Information provided:
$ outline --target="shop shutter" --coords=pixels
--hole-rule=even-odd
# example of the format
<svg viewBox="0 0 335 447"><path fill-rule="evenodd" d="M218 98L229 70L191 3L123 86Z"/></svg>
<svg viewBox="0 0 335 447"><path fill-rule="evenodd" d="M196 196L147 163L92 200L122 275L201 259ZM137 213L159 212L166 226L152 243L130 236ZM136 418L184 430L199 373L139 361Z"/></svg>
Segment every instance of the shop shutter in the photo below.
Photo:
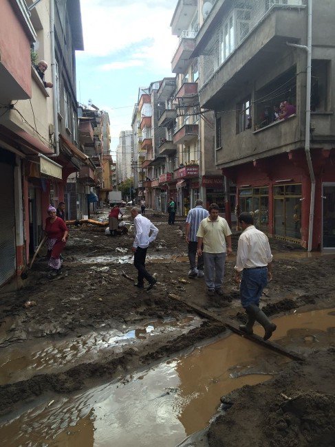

Goal of the exercise: Return the lines of the records verbatim, starting from the first line and ending with the line that contains "98L229 70L191 3L123", both included.

Full solution:
$ outline --target="shop shutter" --coords=pixels
--hole-rule=even-odd
# example of the format
<svg viewBox="0 0 335 447"><path fill-rule="evenodd" d="M218 98L229 70L191 3L123 86Z"/></svg>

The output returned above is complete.